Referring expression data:

%%

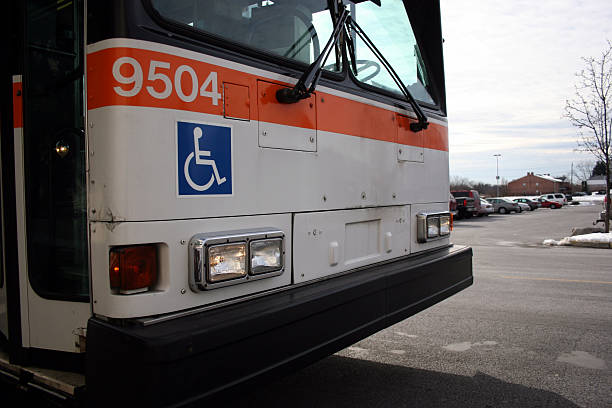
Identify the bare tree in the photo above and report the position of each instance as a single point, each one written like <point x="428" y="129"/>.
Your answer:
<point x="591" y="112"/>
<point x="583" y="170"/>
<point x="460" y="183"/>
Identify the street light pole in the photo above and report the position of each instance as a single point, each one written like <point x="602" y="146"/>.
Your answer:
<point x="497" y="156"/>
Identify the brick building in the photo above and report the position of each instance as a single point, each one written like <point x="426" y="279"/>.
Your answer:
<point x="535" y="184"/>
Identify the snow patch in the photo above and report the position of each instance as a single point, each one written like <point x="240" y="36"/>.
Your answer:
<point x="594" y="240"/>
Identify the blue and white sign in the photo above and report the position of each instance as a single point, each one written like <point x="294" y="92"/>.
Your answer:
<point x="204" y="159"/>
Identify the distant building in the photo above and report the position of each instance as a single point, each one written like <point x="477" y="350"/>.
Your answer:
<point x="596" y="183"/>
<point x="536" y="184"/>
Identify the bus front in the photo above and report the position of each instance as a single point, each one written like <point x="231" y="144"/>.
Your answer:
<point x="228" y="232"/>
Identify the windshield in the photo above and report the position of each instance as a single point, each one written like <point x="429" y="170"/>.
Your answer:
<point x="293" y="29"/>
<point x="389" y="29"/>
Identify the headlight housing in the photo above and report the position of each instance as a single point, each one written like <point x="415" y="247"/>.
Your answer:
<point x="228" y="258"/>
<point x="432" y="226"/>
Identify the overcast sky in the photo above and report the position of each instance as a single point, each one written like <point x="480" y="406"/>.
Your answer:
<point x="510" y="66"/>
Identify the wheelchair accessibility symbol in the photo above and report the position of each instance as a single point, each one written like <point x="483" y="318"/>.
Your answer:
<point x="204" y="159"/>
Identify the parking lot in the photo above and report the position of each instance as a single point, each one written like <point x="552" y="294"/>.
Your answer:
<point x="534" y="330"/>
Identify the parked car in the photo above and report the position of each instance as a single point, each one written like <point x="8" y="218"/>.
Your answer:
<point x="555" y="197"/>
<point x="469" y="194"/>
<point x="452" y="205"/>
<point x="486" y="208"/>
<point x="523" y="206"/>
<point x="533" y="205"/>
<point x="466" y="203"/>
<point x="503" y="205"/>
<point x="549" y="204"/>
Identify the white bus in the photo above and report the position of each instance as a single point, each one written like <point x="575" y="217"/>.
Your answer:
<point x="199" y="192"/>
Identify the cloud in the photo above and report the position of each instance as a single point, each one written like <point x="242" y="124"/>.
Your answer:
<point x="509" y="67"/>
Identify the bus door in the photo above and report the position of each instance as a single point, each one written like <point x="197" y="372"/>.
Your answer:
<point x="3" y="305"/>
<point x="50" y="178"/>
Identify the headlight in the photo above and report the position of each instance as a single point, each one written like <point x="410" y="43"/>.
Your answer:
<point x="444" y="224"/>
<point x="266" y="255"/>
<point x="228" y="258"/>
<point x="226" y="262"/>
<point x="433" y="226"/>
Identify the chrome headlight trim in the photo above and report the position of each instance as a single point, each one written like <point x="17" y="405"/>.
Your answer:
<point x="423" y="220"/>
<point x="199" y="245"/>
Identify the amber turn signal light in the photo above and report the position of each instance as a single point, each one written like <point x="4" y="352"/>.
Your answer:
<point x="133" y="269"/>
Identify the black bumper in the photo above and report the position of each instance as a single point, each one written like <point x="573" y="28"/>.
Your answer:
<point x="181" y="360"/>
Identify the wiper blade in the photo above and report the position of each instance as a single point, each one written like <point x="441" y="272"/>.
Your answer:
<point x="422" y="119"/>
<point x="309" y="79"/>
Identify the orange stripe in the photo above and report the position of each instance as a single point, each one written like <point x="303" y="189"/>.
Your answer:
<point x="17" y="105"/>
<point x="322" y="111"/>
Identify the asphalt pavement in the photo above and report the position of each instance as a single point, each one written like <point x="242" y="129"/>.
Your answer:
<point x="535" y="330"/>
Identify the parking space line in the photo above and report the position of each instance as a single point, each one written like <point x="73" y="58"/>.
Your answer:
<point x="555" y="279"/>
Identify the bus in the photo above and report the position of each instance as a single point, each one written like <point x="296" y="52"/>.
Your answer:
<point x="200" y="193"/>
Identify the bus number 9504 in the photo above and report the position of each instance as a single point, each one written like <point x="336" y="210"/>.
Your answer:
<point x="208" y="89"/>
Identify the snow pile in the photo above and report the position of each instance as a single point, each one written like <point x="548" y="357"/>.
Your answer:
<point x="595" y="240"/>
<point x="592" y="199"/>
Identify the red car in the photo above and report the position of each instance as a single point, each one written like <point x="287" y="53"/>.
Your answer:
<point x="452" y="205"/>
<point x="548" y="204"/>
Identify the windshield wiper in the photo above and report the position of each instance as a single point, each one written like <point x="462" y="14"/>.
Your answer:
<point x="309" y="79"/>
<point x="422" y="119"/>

%%
%%

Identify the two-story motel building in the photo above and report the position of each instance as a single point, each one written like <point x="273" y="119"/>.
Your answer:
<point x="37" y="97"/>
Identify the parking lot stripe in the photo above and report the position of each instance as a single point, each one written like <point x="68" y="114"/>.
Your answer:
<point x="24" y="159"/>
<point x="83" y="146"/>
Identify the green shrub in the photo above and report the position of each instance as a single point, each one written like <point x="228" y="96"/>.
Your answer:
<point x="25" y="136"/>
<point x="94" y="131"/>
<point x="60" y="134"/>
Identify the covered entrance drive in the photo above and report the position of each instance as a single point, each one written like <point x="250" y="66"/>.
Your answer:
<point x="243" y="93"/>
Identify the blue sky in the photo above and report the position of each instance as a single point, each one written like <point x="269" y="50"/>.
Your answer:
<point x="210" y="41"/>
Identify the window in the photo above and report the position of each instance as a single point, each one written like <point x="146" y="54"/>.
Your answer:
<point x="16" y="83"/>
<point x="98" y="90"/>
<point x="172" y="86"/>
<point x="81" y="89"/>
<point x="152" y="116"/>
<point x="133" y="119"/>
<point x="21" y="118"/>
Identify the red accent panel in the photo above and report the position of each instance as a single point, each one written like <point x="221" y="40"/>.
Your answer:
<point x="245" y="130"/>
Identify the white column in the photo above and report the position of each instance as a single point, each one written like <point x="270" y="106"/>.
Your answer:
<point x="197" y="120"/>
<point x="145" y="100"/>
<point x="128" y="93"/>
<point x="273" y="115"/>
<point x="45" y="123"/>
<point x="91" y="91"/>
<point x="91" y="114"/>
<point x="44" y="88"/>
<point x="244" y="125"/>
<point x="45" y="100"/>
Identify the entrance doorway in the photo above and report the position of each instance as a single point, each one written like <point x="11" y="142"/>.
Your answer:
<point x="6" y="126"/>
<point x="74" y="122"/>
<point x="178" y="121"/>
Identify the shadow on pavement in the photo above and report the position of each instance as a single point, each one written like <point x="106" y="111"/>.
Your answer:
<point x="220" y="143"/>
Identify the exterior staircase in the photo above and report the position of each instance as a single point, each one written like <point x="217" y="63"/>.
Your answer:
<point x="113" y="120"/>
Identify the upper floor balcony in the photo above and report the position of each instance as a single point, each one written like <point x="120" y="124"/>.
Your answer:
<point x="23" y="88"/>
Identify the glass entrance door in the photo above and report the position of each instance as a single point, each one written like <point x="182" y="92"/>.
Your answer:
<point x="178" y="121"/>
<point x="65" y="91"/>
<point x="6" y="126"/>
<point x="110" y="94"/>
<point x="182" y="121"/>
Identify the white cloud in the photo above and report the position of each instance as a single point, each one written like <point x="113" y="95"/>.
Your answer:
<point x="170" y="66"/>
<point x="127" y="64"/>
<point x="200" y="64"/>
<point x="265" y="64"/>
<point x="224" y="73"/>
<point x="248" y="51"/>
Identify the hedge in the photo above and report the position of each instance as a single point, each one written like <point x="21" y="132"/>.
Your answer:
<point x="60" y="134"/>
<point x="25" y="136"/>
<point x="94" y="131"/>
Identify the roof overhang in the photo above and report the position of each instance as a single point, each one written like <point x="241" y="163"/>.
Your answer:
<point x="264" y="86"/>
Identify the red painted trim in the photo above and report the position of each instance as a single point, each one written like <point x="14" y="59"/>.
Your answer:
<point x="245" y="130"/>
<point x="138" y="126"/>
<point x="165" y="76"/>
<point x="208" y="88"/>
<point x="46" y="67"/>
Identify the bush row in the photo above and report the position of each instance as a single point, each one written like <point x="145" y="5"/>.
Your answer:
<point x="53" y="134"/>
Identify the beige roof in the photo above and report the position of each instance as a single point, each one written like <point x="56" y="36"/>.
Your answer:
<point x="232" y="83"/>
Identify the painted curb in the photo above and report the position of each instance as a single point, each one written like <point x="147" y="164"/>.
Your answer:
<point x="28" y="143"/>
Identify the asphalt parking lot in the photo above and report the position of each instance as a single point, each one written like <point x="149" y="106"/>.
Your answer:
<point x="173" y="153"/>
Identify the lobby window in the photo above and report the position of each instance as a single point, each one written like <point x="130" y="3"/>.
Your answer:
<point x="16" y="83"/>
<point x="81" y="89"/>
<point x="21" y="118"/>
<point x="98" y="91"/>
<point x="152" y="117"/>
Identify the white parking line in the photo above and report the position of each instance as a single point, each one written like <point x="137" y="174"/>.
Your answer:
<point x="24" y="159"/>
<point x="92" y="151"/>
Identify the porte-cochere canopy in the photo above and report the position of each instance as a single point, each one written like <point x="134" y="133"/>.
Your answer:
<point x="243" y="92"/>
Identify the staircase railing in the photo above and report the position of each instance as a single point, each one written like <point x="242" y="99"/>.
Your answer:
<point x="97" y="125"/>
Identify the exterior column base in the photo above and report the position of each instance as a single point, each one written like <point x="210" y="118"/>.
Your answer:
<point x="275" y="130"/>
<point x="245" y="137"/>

%%
%%

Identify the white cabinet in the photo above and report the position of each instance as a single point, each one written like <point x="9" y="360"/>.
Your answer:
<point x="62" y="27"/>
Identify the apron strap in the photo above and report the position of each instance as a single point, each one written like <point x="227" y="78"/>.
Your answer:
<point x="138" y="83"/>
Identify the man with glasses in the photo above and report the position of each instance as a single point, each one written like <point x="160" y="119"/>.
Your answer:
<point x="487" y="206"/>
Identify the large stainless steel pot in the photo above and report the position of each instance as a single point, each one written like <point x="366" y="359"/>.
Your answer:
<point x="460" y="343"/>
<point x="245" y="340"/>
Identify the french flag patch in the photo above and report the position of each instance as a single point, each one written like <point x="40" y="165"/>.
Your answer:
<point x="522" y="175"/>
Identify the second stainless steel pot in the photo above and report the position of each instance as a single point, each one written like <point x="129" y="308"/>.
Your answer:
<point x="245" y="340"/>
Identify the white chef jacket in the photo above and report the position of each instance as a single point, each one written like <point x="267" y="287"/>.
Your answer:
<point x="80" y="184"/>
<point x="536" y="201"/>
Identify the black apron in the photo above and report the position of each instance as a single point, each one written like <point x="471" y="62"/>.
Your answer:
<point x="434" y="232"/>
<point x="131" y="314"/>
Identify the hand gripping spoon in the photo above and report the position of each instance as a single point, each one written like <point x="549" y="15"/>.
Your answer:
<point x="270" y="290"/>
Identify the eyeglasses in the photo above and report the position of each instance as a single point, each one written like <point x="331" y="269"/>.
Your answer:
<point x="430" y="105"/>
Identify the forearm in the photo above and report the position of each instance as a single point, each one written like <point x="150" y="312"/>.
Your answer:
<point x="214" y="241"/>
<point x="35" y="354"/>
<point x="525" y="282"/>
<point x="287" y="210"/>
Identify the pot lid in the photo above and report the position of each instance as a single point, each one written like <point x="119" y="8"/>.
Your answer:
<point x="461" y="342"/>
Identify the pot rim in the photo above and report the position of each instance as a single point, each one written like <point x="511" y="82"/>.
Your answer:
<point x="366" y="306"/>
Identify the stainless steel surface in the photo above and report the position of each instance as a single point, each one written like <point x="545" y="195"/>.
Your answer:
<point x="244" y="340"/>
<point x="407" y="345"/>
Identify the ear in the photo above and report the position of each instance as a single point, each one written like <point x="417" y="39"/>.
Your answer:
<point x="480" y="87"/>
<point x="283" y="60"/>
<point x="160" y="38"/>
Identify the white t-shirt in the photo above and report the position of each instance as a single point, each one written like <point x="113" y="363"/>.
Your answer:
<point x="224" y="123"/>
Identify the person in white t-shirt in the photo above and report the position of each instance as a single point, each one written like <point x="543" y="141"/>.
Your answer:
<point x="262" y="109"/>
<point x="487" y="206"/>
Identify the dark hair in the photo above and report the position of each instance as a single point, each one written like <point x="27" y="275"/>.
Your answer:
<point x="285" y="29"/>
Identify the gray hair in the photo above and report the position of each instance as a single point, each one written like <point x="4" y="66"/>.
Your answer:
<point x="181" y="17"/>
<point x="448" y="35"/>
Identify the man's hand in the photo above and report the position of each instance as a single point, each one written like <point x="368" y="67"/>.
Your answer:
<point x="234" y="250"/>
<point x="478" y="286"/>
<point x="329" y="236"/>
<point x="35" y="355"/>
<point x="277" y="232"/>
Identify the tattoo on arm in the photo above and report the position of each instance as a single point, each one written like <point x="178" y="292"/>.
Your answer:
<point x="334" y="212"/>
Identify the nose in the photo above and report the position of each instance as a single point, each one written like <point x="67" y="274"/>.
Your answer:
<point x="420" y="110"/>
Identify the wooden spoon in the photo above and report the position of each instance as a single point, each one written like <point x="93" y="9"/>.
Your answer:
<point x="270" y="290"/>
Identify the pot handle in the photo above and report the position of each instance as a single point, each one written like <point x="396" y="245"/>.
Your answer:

%%

Exercise aim: Going back over the entries above, copy word for word every line from the one that has "Identify the red accent" on through the one that has "Identify the white cloud".

Output for this task:
Identify the red accent panel in the photo above and report the position of each instance as a single point, each one written like <point x="221" y="40"/>.
Your answer:
<point x="245" y="130"/>
Identify the white column in the photo above and report the position of each instance as a single point, each one written like <point x="270" y="106"/>.
Your answer:
<point x="197" y="120"/>
<point x="145" y="100"/>
<point x="128" y="93"/>
<point x="273" y="115"/>
<point x="45" y="123"/>
<point x="91" y="91"/>
<point x="91" y="114"/>
<point x="44" y="88"/>
<point x="244" y="125"/>
<point x="45" y="100"/>
Identify the entrance doorway in the photo above and report the position of each instance as a single point, each one written like <point x="11" y="142"/>.
Your answer:
<point x="6" y="126"/>
<point x="74" y="122"/>
<point x="178" y="121"/>
Identify the shadow on pavement in the photo above and report the position of each instance as a single point, each one written like <point x="106" y="111"/>.
Your answer:
<point x="220" y="143"/>
Identify the exterior staircase in the photo above and report the position of each instance as a single point, each one written like <point x="217" y="63"/>.
Your answer:
<point x="113" y="120"/>
Identify the upper floor balcony in the photo above and report the position of each instance as a single point, each one written like <point x="120" y="124"/>.
Your answer:
<point x="23" y="88"/>
Identify the glass entrance door in the photo above and report the position of each instance as a single point, each one written like <point x="182" y="92"/>.
Your answer:
<point x="178" y="121"/>
<point x="65" y="91"/>
<point x="6" y="126"/>
<point x="110" y="94"/>
<point x="182" y="121"/>
Identify the white cloud in the photo above and report the position of each instance as a single point, each one written like <point x="113" y="95"/>.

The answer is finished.